**Supplied entries**.

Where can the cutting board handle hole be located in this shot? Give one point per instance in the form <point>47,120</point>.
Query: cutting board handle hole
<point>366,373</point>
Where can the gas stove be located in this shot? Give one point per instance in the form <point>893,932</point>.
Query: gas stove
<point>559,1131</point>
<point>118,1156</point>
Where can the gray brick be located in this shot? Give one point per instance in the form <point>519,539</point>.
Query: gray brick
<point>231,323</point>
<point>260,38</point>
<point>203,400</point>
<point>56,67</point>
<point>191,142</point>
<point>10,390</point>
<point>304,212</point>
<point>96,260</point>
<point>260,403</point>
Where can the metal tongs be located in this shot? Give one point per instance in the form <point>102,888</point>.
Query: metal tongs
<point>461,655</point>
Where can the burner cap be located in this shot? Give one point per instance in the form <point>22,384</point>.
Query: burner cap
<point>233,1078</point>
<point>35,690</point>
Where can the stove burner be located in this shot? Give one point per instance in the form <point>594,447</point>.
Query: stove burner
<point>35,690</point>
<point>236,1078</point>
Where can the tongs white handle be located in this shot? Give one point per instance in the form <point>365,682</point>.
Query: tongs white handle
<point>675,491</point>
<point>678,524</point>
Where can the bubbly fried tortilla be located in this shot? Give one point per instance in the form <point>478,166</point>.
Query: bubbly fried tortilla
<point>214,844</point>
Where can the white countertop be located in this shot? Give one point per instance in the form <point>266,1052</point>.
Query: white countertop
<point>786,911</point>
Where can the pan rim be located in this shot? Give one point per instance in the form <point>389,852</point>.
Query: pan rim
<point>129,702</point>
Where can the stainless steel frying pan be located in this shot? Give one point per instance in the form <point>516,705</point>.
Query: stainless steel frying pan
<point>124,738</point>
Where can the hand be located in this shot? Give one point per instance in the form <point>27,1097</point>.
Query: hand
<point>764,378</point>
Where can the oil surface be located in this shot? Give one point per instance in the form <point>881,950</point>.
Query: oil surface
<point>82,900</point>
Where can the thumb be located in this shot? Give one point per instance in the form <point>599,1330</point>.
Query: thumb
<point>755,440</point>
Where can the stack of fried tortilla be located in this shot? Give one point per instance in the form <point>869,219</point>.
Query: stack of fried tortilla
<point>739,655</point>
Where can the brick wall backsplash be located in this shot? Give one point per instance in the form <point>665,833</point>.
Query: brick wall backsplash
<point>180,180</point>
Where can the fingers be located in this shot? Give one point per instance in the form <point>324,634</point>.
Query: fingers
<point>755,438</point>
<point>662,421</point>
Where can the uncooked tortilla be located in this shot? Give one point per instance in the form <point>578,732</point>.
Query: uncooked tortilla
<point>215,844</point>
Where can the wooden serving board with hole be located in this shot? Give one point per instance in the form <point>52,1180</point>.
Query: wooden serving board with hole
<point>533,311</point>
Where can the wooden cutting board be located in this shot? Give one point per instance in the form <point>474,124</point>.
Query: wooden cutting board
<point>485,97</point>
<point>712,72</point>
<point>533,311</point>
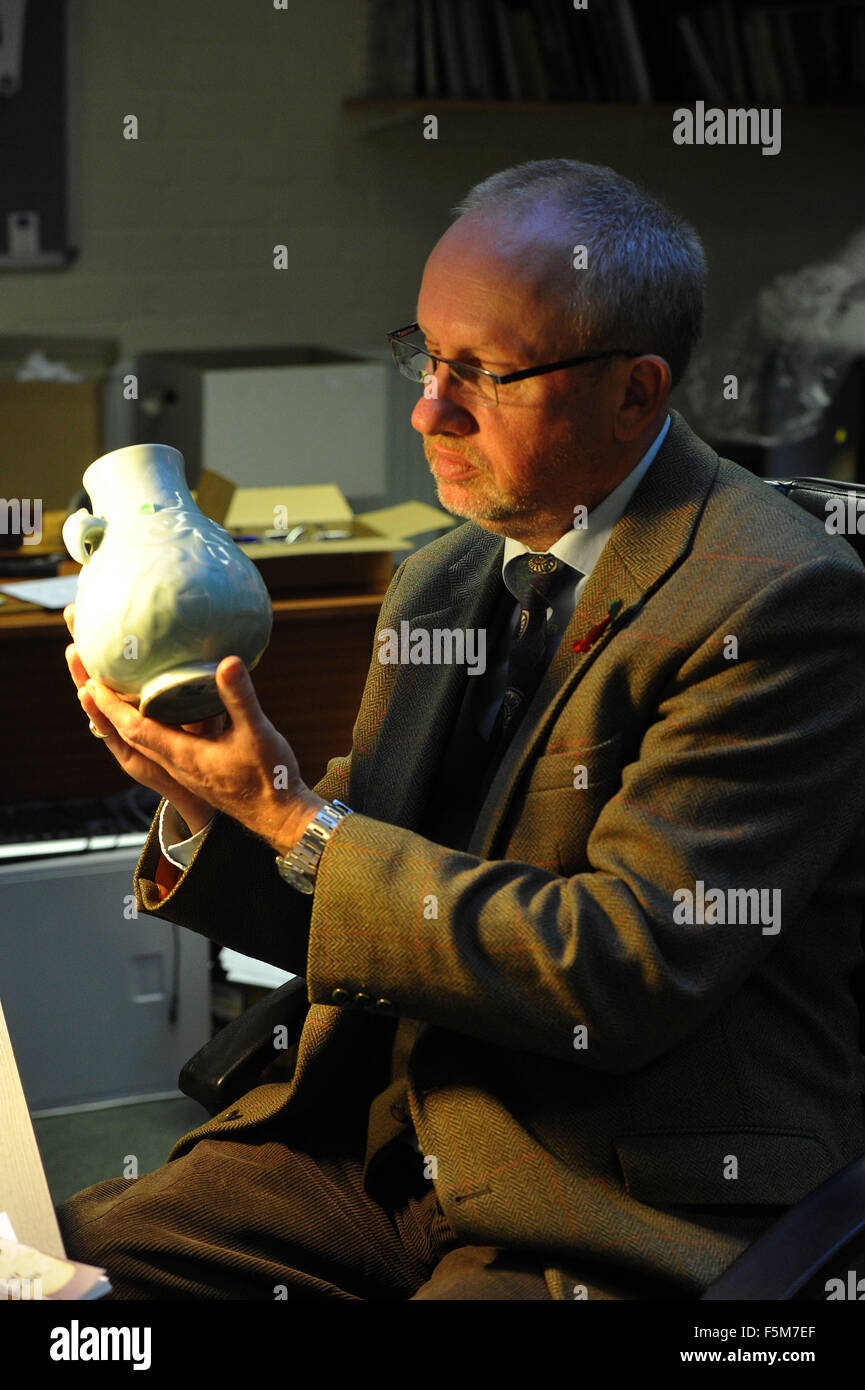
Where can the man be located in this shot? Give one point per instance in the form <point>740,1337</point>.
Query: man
<point>577,951</point>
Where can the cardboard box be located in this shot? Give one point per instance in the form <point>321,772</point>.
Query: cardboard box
<point>356,553</point>
<point>264,416</point>
<point>50,431</point>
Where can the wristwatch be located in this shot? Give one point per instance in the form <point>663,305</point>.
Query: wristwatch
<point>301,865</point>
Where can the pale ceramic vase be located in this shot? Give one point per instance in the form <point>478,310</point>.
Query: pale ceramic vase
<point>163,594</point>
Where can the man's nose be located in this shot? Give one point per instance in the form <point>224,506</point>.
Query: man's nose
<point>435,412</point>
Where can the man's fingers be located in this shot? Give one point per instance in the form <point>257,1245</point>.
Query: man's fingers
<point>75,665</point>
<point>102,724</point>
<point>237,691</point>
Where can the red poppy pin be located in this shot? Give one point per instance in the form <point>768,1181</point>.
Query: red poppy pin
<point>594,633</point>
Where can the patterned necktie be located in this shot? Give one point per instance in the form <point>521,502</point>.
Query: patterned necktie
<point>534,580</point>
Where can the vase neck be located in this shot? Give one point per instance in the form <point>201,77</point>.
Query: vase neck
<point>141,476</point>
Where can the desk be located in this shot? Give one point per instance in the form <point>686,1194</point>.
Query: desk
<point>24,1190</point>
<point>309,684</point>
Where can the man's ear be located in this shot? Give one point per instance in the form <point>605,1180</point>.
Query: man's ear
<point>644,389</point>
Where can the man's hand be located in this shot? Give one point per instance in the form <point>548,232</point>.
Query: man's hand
<point>246,769</point>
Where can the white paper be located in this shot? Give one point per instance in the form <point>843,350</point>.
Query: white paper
<point>54,592</point>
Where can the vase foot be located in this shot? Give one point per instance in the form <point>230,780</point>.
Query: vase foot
<point>182,695</point>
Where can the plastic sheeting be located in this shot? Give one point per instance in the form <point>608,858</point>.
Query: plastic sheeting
<point>790,353</point>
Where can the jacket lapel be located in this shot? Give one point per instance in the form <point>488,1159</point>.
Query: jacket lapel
<point>650,540</point>
<point>424,699</point>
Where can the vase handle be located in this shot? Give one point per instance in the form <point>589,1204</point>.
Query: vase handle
<point>82,534</point>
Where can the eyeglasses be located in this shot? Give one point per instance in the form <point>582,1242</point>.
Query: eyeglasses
<point>419,364</point>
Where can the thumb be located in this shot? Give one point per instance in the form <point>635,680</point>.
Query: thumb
<point>235,688</point>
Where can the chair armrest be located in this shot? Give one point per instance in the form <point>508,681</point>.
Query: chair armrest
<point>801,1244</point>
<point>231,1062</point>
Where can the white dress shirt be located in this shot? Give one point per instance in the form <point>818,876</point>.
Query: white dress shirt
<point>579,548</point>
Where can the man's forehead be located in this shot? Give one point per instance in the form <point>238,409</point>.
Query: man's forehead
<point>480,300</point>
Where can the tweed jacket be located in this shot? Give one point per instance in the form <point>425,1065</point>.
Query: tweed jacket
<point>627,1087</point>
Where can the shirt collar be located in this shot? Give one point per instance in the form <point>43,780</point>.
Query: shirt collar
<point>581,546</point>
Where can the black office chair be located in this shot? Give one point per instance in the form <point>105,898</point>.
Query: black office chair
<point>821,1237</point>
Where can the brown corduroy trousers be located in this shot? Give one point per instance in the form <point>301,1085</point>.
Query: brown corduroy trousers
<point>273,1216</point>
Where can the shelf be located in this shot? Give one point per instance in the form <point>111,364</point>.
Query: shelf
<point>433,103</point>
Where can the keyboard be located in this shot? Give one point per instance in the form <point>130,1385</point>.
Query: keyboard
<point>77,826</point>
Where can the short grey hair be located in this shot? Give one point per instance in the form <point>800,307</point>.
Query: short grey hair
<point>644,284</point>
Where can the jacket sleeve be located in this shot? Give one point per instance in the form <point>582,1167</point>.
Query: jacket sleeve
<point>748,774</point>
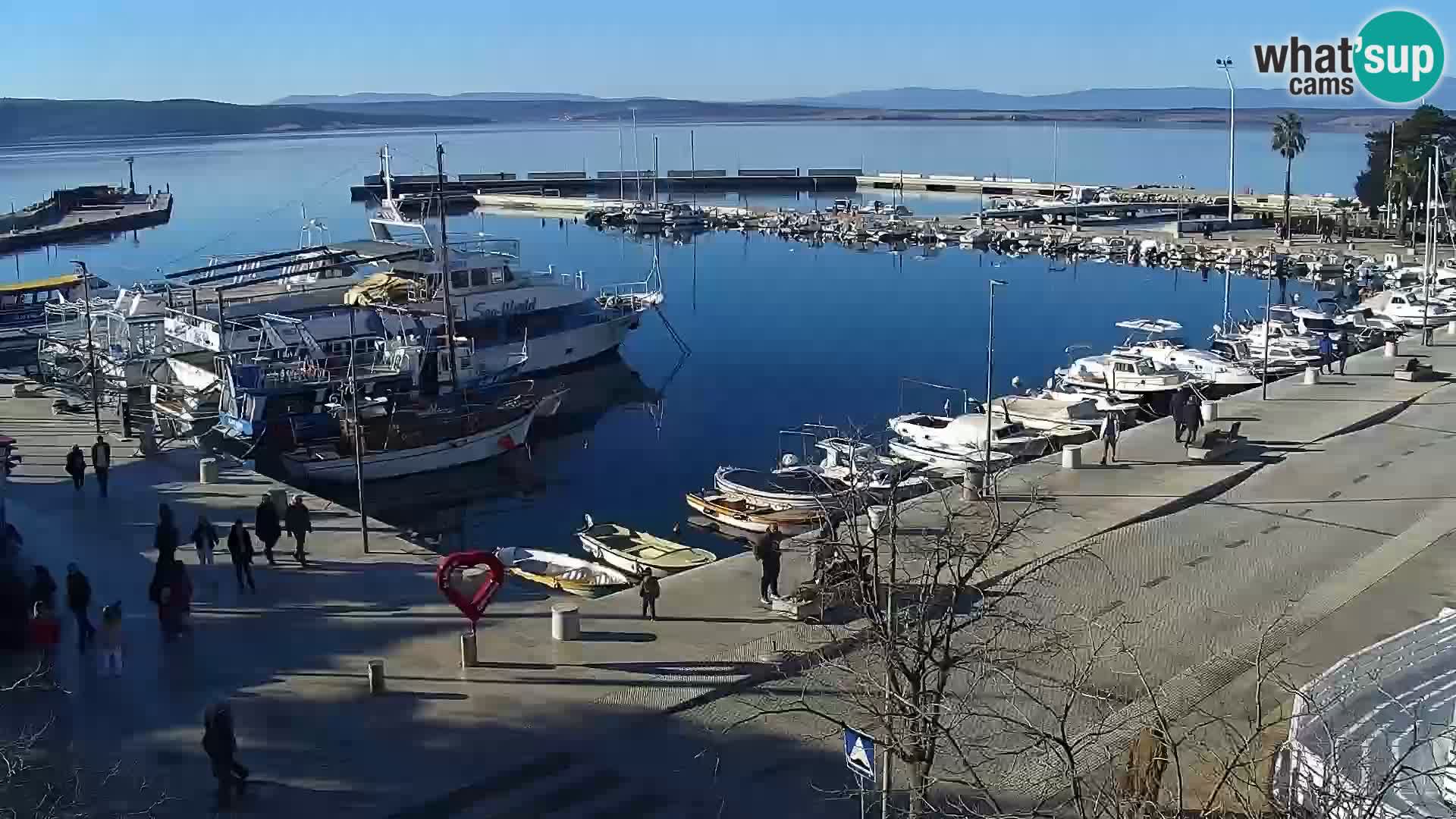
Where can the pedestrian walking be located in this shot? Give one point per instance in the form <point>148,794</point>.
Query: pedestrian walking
<point>109,640</point>
<point>299,525</point>
<point>1193,419</point>
<point>77,599</point>
<point>240,548</point>
<point>172,594</point>
<point>1111,428</point>
<point>267,528</point>
<point>76,465</point>
<point>769,556</point>
<point>650,589</point>
<point>101,463</point>
<point>42,588</point>
<point>1327,353</point>
<point>1175,411</point>
<point>204,538</point>
<point>220,744</point>
<point>166,535</point>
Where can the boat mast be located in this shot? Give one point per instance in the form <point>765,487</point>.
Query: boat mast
<point>444,264</point>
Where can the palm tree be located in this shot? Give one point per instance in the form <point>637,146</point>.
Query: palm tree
<point>1400,183</point>
<point>1289,142</point>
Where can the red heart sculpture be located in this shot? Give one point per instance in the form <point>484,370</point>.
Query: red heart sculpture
<point>472,607</point>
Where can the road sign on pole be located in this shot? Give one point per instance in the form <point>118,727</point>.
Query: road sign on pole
<point>859,754</point>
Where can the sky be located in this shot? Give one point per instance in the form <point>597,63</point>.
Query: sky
<point>261,50</point>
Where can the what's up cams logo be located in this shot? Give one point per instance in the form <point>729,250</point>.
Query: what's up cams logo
<point>1398,57</point>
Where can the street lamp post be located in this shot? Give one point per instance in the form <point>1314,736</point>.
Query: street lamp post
<point>990,369</point>
<point>1226,64</point>
<point>91,347</point>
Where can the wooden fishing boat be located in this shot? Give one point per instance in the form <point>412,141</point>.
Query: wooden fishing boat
<point>563,572</point>
<point>752,516</point>
<point>634,551</point>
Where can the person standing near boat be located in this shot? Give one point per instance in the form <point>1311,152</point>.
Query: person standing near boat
<point>650,589</point>
<point>769,556</point>
<point>1175,411</point>
<point>76,466</point>
<point>101,463</point>
<point>299,525</point>
<point>1111,428</point>
<point>267,528</point>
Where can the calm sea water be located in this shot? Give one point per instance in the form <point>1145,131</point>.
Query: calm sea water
<point>778,333</point>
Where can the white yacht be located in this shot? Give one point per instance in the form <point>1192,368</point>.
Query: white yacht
<point>968,431</point>
<point>1169,350</point>
<point>1126,375</point>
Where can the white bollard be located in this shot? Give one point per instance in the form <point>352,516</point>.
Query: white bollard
<point>468,649</point>
<point>565,623</point>
<point>1072,457</point>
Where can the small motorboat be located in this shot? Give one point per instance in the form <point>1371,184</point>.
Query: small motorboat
<point>563,572</point>
<point>752,516</point>
<point>634,551</point>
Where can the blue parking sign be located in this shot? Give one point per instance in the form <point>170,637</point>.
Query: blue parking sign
<point>859,754</point>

**Stated goal**.
Write out everything from the line containing "Where can the cardboard" down to the line containing "<point>163,594</point>", both of those lines included, without changing anything.

**In response**.
Where can the cardboard box be located in this shot? Give one point per instance in the form <point>321,772</point>.
Query: cardboard box
<point>356,553</point>
<point>264,416</point>
<point>50,431</point>
Where can the wristwatch be located in this shot? Give one point per instance in the form <point>663,305</point>.
Query: wristwatch
<point>301,865</point>
Where can the pale ceramic vase be located in this shot? Give one point per instance in the form <point>478,310</point>.
Query: pale ceramic vase
<point>163,594</point>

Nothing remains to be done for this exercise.